* _Source_
*****
Les rapports de force ont changé. Les tensions entre la Chine et les USA, la stratégie agressive de la Russie témoignent de ce nouvel état du monde.
Dans ce changement de l’équilibre global, la stratégie allemande est prise à défaut car elle ne pourra plus forcément compter sur les impulsions économiques du reste du monde. Elle l’est d’autant plus que ses approvisionnements énergétiques sont remis en cause. Le schéma qui reposait sur des impulsions chinoises et une énergie abondante en provenance de Russie est à repenser en profondeur.
Le gouvernement d’Olaf Sholz a très vite réagi à ce nouveau cadre en réorientant rapidement la politique de l’Allemagne vers l’Europe. C’est comme cela qu’il faut comprendre l’augmentation forte du budget militaire. Le cadre politique de l’Allemagne c’est désormais l’Europe. Cela indique aussi un changement de modèle économique.
Le choix politique de l’Europe oblige à vouloir une plus grande autonomie de celle ci aussi sur le plan économique. L’épargne en excès doit enfin pouvoir trouver un cadre qui profite à tous. L’Allemagne restera puissante mais cette puissance sera davantage au service de l’ensemble européen afin de lui garantir son autonomie. L’Europe ne sera alors plus perçue comme une source de déséquilibre pénalisante pour l’Allemagne.
*****
* _Données fournies_
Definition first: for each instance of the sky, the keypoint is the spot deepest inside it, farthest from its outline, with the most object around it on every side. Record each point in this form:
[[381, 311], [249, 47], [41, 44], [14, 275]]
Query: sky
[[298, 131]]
*****
* _Défis_
(1) Selon la source, vers quoi la politique de l'Allemagne a-t-elle été réorientée ?
(2) Pouvez-vous reprendre mot pour mot le passage de la source qui débute aux mots « Les rapports de » et s'arrête après « de modèle économique. » ?
(3) Les affirmations suivantes sont-elles conformes à la source ? Répondez par oui ou par non à chacune et citez les mots décisifs.
(a) L'Allemagne pourra toujours compter sur les impulsions économiques du reste du monde.
(b) Le budget militaire allemand a fortement augmenté.
(c) L'Allemagne cessera d'être puissante.

* _Réponses_
(1) Vers l'Europe.

(2)
Les rapports de force ont changé. Les tensions entre la Chine et les USA, la stratégie agressive de la Russie témoignent de ce nouvel état du monde.
Dans ce changement de l’équilibre global, la stratégie allemande est prise à défaut car elle ne pourra plus forcément compter sur les impulsions économiques du reste du monde. Elle l’est d’autant plus que ses approvisionnements énergétiques sont remis en cause. Le schéma qui reposait sur des impulsions chinoises et une énergie abondante en provenance de Russie est à repenser en profondeur.
Le gouvernement d’Olaf Sholz a très vite réagi à ce nouveau cadre en réorientant rapidement la politique de l’Allemagne vers l’Europe. C’est comme cela qu’il faut comprendre l’augmentation forte du budget militaire. Le cadre politique de l’Allemagne c’est désormais l’Europe. Cela indique aussi un changement de modèle économique.

(3)
(a) Non : « elle ne pourra plus forcément compter sur les impulsions économiques du reste du monde ».
(b) Oui : « l’augmentation forte du budget militaire ».
(c) Non : « L’Allemagne restera puissante ».